§ **Tugas Dikerjakan**
Jawab pertanyaan berikut berdasarkan teks dokumen di bawah.
(a) Sebagai apa konflik Rusia-Ukraina digambarkan oleh beberapa politisi Barat?
(b) Siapa yang disebut mengklaim bahwa setiap perluasan peradaban menghasilkan perdamaian?
(c) Apa yang sesungguhnya diinginkan AS dan dunia Barat menurut teks itu?

=== Teks Dokumen ===

Konflik Rusia-Ukraina, yang pecah di bawah penyanderaan AS dan Nato tentang keamanan global, digambarkan oleh beberapa politisi Barat sebagai Epik Demokrasi Vs Otokrasi. Tidak hanya itu, Nato juga menggunakan kata tantangan untuk menggambarkan China untuk pertama kalinya secara keliru dengan klaim sesat bahwa China menantang kepentingan, keamanan, dan nilai-nilai Nato, dan China cenderung bergabung dengan Rusia untuk merusak tatanan internasional berbasis aturan.
Dari James Monroe yang dikenal dengan Doktrin Monroe-nya, hingga Theodore Roosevelt yang mengklaim bahwa setiap perluasan peradaban menghasilkan perdamaian, hingga Joe Biden yang menggembar-gemborkan demokrasi dan kebebasan saat ini, elit politik AS dari generasi ke generasi rajin menjual mercusuar kebebasan seraya memperluas wilayah dan merebut hegemoni dunia, tetapi pada saat itu mereka sesungguhnya tengah meneror dunia.
Dari ketakutan terhadap manusia barbar lalu membantai orang Indian Amerika hingga Islamofobia selama perang melawan teror, ketakutan komunis selama Perang Dingin, hingga ketakutan akan tantangan China terhadap peraturan dan ketertiban yang ada saat ini. Di balik itu semuanya, yang diinginkan AS dan dunia barat sesungguhnya hanyalah keuntungan ekonomi dan bagaimana mempertahankan hegemoninya di pentas global.

=== Data Tersedia ===

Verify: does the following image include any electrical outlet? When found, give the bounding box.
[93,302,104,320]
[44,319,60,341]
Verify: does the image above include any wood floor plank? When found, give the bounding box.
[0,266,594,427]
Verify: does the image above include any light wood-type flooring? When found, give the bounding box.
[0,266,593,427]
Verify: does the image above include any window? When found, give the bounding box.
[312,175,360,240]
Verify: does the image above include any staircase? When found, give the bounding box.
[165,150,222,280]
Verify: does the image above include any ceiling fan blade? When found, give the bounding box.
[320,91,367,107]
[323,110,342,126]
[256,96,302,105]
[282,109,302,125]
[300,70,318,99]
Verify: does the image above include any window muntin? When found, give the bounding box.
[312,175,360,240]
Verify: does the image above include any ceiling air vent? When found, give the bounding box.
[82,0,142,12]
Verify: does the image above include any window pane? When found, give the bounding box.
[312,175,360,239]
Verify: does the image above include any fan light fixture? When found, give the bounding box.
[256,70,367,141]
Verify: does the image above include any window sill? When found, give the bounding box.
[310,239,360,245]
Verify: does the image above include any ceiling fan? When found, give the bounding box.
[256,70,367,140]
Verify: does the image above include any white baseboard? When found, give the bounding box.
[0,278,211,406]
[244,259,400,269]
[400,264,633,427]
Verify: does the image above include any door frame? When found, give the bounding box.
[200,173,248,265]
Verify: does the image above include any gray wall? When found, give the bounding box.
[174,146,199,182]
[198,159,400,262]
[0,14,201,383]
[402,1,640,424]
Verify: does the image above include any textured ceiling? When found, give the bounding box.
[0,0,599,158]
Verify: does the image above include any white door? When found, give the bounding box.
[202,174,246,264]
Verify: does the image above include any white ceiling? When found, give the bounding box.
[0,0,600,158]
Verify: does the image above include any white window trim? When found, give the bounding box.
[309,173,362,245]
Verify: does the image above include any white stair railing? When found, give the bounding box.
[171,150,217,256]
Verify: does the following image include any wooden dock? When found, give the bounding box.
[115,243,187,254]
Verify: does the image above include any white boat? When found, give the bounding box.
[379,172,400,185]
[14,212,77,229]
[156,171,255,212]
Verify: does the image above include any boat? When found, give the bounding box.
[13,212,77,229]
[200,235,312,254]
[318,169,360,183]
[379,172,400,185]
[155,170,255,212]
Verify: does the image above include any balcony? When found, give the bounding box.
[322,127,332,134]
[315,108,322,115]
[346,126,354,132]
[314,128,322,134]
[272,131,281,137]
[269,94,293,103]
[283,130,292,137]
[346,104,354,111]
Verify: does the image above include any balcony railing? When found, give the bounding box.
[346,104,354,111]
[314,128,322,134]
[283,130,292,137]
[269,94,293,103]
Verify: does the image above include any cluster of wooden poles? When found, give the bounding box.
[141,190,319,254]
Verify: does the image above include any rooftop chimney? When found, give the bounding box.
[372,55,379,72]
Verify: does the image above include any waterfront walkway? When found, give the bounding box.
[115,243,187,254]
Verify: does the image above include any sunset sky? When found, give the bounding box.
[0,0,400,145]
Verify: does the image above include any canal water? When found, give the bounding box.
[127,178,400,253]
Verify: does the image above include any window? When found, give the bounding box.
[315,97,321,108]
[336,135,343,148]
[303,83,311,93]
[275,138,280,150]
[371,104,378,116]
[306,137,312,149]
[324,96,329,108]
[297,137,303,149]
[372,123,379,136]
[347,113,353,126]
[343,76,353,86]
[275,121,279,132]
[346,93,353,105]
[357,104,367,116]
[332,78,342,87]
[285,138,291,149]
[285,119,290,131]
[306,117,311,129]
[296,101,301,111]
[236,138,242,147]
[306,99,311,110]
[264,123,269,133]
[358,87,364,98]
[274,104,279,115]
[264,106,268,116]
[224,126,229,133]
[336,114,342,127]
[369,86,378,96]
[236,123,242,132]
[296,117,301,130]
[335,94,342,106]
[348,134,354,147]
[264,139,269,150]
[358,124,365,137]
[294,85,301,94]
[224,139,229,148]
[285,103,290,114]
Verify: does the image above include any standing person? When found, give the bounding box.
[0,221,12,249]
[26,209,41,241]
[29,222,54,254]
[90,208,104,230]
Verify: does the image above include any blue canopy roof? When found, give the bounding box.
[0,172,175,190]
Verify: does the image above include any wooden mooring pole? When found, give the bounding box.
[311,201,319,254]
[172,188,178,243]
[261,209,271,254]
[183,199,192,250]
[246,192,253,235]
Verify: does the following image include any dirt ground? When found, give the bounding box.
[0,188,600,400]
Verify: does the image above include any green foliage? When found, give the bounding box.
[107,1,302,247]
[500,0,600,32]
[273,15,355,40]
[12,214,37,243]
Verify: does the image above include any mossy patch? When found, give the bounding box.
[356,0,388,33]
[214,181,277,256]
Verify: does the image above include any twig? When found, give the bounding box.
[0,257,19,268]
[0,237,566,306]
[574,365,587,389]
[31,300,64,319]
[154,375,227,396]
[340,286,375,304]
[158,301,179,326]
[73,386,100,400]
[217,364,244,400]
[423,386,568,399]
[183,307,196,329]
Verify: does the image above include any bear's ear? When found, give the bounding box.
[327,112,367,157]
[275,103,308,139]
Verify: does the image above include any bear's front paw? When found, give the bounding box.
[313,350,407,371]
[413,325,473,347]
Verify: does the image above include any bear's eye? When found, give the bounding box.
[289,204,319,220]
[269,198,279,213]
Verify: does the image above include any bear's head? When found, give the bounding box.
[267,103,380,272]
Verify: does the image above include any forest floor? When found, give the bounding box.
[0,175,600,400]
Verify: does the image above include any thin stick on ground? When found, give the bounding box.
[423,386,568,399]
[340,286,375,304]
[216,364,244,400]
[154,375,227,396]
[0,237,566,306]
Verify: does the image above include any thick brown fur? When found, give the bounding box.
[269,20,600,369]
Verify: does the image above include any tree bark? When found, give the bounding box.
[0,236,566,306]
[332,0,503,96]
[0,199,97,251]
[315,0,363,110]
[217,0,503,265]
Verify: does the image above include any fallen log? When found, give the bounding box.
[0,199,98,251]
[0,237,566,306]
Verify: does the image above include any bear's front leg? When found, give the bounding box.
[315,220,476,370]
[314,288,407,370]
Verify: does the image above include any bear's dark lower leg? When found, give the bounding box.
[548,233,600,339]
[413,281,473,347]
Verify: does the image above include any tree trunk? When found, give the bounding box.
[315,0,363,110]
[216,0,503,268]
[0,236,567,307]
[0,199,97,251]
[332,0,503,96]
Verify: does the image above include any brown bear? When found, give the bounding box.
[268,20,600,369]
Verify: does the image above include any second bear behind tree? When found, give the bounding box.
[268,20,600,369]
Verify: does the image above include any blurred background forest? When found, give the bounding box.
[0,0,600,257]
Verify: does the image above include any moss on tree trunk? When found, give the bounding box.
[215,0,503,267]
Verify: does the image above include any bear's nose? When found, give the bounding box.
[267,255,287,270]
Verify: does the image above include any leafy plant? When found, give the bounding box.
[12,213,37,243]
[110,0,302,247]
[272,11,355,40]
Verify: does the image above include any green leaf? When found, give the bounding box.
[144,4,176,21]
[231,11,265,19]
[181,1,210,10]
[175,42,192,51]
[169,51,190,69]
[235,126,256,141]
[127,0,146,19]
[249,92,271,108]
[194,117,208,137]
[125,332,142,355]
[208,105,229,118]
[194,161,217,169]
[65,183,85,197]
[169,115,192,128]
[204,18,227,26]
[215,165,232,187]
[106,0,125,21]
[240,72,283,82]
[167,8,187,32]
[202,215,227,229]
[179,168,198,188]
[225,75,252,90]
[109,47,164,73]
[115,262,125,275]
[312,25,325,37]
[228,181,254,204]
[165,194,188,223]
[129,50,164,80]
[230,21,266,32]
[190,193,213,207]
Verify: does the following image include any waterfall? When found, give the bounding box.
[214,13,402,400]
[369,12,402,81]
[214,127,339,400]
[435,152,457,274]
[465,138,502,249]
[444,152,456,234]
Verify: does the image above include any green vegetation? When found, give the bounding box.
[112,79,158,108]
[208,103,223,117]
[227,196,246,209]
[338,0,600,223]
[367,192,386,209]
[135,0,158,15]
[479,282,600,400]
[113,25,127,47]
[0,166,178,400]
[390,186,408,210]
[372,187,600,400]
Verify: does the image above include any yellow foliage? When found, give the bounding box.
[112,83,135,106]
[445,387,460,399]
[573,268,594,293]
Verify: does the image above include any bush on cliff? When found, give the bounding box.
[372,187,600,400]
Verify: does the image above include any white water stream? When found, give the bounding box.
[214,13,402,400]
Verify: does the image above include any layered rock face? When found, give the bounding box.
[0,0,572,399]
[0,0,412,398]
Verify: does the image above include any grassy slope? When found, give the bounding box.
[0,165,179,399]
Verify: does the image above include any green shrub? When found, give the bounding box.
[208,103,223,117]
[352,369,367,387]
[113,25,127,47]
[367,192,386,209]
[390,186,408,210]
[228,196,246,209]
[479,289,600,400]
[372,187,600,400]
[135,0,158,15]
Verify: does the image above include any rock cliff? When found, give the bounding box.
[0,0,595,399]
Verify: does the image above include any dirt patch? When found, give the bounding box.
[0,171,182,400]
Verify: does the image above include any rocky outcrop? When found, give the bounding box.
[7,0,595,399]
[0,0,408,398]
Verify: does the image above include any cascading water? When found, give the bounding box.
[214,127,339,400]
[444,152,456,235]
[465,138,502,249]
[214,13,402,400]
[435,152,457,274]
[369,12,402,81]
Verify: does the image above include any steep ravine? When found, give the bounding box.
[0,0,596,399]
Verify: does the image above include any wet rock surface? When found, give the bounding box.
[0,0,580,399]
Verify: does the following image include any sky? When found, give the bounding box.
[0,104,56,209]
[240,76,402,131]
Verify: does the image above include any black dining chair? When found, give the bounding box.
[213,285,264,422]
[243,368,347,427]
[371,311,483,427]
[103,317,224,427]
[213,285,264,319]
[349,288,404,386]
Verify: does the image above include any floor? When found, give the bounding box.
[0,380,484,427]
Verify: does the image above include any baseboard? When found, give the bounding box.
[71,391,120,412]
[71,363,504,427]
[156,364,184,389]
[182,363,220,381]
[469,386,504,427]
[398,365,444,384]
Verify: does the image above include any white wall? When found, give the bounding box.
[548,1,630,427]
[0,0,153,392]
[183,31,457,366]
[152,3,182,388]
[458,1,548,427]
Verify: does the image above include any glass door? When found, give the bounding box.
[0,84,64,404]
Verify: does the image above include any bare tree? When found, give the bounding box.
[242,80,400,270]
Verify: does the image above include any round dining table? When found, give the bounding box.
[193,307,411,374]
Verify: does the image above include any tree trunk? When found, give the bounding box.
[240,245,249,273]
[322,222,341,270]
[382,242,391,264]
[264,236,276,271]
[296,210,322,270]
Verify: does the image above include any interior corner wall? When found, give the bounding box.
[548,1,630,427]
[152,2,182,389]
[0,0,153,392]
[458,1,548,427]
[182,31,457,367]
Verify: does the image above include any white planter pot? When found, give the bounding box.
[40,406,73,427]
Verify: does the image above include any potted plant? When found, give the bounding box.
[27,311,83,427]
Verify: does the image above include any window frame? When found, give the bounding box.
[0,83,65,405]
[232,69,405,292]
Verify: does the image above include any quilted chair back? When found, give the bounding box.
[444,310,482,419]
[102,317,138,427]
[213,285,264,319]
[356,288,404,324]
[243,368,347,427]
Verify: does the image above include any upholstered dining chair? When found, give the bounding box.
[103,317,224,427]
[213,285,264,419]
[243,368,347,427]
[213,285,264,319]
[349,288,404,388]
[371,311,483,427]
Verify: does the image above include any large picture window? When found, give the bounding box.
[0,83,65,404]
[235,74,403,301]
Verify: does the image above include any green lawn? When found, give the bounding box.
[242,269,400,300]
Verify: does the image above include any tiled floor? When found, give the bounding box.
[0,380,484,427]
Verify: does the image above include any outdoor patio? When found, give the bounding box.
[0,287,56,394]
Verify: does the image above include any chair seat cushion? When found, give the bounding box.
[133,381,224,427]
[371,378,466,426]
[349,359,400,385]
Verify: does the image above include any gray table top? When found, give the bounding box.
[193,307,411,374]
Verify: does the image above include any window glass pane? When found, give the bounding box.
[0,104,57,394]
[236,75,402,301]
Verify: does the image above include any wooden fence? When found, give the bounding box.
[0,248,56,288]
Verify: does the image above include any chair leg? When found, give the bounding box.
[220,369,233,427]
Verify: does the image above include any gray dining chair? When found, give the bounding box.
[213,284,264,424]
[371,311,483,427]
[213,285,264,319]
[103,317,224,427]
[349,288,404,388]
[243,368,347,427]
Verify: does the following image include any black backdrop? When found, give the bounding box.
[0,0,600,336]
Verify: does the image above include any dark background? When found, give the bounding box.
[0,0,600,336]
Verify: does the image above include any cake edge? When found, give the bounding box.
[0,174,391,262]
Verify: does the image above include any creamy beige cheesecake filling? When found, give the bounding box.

===

§ **Hasil Latihan**
(a) Epik Demokrasi Vs Otokrasi.
(b) Theodore Roosevelt.
(c) Keuntungan ekonomi dan cara mempertahankan hegemoninya di pentas global.